● **Do this**
Find each line in the items below that contains the string "span" and copy those lines. Matching is case-sensitive.

● **Provided data**
--- start ---

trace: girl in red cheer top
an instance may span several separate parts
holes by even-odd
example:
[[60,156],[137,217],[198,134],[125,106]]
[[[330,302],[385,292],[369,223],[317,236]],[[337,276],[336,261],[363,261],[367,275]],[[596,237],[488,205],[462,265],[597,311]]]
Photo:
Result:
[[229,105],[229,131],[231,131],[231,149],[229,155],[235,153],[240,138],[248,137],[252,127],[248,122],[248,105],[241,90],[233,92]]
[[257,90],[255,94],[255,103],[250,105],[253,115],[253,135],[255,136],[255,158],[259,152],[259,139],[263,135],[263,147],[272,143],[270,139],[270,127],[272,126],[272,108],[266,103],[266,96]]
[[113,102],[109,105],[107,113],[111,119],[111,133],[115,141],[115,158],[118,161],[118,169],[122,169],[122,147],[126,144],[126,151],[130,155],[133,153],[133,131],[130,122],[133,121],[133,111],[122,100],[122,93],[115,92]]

--- end ---

● **Answer to the problem**
an instance may span several separate parts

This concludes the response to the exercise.